Article
= 2019 Mississippi elections =

A general election was held in the U.S. state of Mississippi on November 5, 2019. All executive offices in the state were up for election. The primary election was held on August 6, 2019, and runoff elections were held on August 27, 2019. Although the Democrats came close to winning the governorship, they ultimately failed to do so. In addition, they lost the sole statewide office they have held since 1878: the Attorney General.

==Lieutenant governor==

Incumbent Republican lieutenant governor Tate Reeves, who was reelected in 2015 with 60%, was ineligible to run for a third term due to term limits and successfully ran for governor instead.

==Secretary of State==

Incumbent Republican secretary of state Delbert Hosemann declined to run for a fourth term and instead successfully ran for lieutenant governor.

Dataset content
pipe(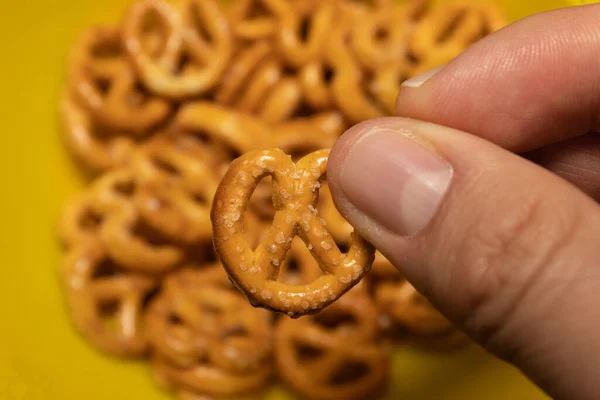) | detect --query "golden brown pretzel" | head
[349,3,408,70]
[408,1,507,74]
[211,149,374,316]
[327,4,384,123]
[58,169,139,248]
[61,241,158,356]
[60,94,134,174]
[151,358,271,400]
[275,290,389,400]
[371,252,453,335]
[171,101,268,161]
[123,0,233,99]
[215,41,301,123]
[269,0,337,67]
[146,265,272,399]
[146,264,271,374]
[227,0,279,41]
[131,137,218,244]
[69,27,171,134]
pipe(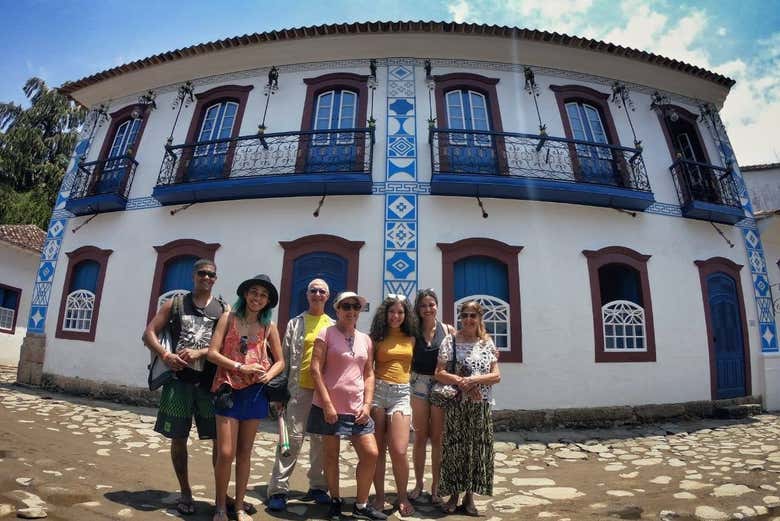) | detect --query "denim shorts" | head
[371,379,412,416]
[411,373,436,401]
[306,405,374,438]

Task brief
According to the article on the 2019 Mississippi elections, what office did Delbert Hosemann successfully run for instead of a fourth term as secretary of state? The listing is separate from the article on the 2019 Mississippi elections.

Task result
Lieutenant governor.